GIVEN INSTRUCTION A:
Update the listing from its start through the line containing "Draw the outline of every instance of the car": change "car on road" to "truck on road" and keep everything else the same. Return only those lines.

SUPPLIED TEXT:
....
We have never favored class legislation nor "popgun tariff bills." We have held that the interests of each separate industry should be considered in connection with their relation to other industries. That is, the wool-growing industry should be considered with reference to the wool

manufacturing industries, and other industries as well. No one industry stands alone. But desperate cases often demand heroic treatment and the farm industries are mighty sick. We admit that we would prefer to see one of our former Protective Tariffs re-enacted as an emergency measure, but if that shall prove impossible at the present time, it may be advisable to enact the Emergency Tariff bill which has already passed the House. We have no criticism to offer with reference to the rates of duty provided in said bill, believing them to be no higher than the present conditions demand.

Texas Tariff Twaddle.

Conceding that the imposition of a Protective Tariff on wheat will not increase its market value, the Dallas, Texas, News adds:

A Tariff duty might have the effect of deflecting some of the Canadian and Argentine wheat that is now coming into this market to the markets of Europe. But to the extent that it did that, it would crowd our wheat out of the markets of Europe, and it is in those markets that our wheat growers must find buyers for a considerable part of their crop. Competition at home might be

lessened, but at the cost of making it greater in neutral markets. It is not apparent, therefore, that it would make the wheat growers much if any better off to levy a duty on wheat.
....
EXERCISE INPUT:
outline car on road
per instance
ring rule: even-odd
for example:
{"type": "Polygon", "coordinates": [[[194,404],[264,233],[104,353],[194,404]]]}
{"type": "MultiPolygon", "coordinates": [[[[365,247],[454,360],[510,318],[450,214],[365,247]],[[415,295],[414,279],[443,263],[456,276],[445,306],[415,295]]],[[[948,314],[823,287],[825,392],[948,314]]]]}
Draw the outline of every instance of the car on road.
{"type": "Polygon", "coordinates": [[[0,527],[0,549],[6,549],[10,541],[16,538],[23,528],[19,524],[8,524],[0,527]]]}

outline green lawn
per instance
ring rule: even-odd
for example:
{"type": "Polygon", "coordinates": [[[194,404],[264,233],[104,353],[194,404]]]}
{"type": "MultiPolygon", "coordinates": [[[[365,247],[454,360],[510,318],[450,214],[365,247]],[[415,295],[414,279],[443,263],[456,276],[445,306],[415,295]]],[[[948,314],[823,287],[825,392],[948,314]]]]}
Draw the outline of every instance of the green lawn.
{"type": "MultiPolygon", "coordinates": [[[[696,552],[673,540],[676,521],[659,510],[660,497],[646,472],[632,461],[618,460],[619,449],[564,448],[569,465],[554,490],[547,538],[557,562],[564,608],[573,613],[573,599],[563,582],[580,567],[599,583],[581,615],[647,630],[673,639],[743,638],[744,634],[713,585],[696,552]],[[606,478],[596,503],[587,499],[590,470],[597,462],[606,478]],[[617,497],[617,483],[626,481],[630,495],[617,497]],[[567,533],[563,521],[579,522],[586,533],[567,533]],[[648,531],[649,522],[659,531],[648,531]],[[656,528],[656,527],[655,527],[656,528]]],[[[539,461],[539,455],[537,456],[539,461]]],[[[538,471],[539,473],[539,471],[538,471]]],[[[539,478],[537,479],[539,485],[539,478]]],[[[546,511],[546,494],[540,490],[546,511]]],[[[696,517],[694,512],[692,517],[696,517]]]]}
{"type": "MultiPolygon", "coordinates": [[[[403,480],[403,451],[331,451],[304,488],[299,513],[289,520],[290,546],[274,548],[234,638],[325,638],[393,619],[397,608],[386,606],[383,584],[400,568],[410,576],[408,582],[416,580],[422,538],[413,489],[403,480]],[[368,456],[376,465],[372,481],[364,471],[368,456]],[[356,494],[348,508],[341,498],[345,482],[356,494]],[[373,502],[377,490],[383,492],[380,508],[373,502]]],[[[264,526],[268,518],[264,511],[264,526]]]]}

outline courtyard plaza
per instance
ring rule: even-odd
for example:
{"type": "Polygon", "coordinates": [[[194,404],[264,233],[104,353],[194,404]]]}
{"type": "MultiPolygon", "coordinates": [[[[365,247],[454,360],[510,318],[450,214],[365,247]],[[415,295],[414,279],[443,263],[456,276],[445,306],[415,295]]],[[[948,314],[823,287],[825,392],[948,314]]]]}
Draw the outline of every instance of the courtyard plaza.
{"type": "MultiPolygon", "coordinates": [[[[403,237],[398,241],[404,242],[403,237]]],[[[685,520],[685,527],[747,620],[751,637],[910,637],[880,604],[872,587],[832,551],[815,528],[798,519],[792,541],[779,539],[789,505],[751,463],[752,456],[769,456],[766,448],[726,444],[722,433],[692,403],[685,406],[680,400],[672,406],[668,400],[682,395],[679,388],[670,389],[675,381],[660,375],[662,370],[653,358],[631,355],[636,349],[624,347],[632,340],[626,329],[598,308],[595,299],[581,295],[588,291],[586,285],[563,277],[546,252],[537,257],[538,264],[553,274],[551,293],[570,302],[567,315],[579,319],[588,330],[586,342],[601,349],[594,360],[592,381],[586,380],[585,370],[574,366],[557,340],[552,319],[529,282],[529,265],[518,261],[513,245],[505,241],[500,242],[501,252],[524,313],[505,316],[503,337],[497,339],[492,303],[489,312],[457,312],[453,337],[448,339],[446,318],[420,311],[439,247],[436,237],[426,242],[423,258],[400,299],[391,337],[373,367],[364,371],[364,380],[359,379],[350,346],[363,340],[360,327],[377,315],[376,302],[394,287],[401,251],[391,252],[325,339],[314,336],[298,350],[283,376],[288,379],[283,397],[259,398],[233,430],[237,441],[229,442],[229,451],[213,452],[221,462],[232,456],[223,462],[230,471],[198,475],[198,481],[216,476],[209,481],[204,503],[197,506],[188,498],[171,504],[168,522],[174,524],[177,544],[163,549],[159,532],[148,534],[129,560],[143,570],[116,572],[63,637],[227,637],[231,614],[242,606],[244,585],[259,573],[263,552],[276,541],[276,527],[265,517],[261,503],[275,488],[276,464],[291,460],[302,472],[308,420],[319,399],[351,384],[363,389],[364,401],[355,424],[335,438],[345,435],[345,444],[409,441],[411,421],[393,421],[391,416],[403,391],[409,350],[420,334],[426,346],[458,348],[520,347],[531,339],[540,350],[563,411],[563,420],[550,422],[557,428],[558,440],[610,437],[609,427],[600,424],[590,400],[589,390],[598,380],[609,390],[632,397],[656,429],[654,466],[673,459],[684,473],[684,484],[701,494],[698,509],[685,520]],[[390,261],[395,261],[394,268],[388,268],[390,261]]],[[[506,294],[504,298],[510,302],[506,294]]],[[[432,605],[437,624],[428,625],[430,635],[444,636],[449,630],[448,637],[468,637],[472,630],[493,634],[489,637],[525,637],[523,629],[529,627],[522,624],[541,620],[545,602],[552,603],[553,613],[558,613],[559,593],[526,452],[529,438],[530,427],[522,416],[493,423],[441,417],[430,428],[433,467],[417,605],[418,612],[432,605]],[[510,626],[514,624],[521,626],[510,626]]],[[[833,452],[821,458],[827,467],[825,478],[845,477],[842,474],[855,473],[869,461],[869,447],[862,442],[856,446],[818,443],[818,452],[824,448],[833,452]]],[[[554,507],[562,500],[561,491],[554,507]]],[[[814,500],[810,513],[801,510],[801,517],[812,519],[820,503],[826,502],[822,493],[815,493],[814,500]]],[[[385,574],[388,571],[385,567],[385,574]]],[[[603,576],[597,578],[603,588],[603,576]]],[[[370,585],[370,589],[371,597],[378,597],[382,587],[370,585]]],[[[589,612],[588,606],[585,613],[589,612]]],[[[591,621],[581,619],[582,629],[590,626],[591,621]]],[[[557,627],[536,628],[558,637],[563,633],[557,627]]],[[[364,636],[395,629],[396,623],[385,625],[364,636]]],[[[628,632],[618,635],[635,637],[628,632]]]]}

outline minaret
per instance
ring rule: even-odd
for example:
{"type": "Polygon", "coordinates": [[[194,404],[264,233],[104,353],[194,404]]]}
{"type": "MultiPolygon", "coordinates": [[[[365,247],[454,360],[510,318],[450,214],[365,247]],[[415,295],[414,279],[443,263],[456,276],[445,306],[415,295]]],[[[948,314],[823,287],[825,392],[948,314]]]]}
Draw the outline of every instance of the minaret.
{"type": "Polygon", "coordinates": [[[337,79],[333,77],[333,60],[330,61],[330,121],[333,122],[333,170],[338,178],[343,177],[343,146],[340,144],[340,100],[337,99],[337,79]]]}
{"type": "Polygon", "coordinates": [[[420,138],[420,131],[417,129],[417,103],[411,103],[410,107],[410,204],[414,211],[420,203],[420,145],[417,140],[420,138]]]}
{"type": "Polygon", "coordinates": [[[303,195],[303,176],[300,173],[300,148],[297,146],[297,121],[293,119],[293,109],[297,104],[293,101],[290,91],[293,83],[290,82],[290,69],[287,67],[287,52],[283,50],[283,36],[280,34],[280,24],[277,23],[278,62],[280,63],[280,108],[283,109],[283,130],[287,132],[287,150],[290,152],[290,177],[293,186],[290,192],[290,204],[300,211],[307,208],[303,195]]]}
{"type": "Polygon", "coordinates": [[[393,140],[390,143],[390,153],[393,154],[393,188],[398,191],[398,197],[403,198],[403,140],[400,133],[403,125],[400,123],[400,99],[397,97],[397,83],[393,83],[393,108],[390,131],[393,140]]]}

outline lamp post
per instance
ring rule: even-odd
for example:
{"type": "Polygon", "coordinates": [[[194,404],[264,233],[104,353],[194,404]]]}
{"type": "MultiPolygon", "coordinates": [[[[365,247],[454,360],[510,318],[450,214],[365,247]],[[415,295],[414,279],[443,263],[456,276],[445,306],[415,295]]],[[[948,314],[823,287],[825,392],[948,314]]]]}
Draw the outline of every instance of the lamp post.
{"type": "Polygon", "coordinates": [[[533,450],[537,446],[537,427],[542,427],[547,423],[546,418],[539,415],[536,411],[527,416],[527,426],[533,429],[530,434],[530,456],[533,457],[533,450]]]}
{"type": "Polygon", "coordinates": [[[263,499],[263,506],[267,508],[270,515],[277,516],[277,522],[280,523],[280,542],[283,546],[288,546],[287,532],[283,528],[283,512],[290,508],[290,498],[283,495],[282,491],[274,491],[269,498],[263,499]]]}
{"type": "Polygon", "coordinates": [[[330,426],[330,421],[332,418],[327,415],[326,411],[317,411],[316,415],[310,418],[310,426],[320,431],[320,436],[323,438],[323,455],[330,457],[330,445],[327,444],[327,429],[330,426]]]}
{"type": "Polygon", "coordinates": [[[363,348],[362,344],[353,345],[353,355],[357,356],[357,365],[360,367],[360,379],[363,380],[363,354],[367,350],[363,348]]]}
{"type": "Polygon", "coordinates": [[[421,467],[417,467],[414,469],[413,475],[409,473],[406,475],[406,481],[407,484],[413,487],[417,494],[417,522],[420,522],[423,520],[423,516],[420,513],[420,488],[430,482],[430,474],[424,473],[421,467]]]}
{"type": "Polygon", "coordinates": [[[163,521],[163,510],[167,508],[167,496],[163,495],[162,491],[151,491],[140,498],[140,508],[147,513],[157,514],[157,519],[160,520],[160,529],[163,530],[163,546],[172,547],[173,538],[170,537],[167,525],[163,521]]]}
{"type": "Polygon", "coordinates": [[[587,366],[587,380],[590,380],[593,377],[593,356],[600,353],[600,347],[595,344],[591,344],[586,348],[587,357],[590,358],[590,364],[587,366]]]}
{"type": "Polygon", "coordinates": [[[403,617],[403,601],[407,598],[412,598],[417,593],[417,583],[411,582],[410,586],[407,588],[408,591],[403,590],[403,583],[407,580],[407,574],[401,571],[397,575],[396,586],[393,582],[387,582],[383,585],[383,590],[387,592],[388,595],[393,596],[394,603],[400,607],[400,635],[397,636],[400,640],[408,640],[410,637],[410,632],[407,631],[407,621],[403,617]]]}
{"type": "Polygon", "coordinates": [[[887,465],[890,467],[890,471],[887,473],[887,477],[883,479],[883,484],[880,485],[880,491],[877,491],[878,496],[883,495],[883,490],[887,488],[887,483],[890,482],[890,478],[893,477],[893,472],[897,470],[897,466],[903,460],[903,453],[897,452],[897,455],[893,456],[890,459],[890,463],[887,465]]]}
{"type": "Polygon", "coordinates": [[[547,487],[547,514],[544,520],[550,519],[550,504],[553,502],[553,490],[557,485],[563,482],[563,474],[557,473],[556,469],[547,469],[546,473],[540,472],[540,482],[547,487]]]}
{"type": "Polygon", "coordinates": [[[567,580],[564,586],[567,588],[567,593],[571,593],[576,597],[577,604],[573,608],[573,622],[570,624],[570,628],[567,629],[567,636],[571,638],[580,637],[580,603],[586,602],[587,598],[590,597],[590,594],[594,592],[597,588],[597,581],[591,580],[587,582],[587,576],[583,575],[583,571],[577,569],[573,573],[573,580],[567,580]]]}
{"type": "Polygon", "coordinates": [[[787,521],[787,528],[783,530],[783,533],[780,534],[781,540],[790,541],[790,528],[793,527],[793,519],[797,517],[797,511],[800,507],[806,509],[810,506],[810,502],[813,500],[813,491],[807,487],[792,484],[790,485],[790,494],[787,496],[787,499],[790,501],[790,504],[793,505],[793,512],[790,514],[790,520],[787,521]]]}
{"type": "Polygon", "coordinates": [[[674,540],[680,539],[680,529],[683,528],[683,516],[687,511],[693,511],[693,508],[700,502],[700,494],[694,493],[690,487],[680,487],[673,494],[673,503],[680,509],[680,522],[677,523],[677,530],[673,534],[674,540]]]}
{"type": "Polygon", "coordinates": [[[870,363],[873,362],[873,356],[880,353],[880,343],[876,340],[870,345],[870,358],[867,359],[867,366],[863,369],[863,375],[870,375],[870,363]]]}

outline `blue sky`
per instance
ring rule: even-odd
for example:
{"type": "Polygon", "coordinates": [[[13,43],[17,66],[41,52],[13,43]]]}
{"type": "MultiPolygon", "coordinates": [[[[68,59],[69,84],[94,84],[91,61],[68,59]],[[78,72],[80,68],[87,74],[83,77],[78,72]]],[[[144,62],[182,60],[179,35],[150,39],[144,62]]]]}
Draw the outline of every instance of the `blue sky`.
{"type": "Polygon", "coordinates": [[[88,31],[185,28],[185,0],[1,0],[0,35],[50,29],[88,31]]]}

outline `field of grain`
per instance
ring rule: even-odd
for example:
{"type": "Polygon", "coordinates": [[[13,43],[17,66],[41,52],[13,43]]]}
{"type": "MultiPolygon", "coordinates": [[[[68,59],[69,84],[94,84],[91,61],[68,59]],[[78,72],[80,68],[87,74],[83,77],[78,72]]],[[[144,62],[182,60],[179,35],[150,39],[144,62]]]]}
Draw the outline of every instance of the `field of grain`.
....
GIVEN INSTRUCTION B:
Could you copy the stretch of the tariff text from "A Tariff duty" through "duty on wheat." word for word?

WRITTEN REPLY A:
outline truck on road
per instance
ring rule: even-odd
for example:
{"type": "Polygon", "coordinates": [[[194,404],[264,233],[104,353],[194,404]]]}
{"type": "MultiPolygon", "coordinates": [[[[365,247],[454,360],[510,318],[450,214],[365,247]],[[415,295],[414,279],[443,263],[456,276],[445,306],[415,295]]],[[[948,314],[823,287],[825,392],[948,314]]]]}
Draw the outline of every instance of the truck on road.

WRITTEN REPLY B:
A Tariff duty might have the effect of deflecting some of the Canadian and Argentine wheat that is now coming into this market to the markets of Europe. But to the extent that it did that, it would crowd our wheat out of the markets of Europe, and it is in those markets that our wheat growers must find buyers for a considerable part of their crop. Competition at home might be

lessened, but at the cost of making it greater in neutral markets. It is not apparent, therefore, that it would make the wheat growers much if any better off to levy a duty on wheat.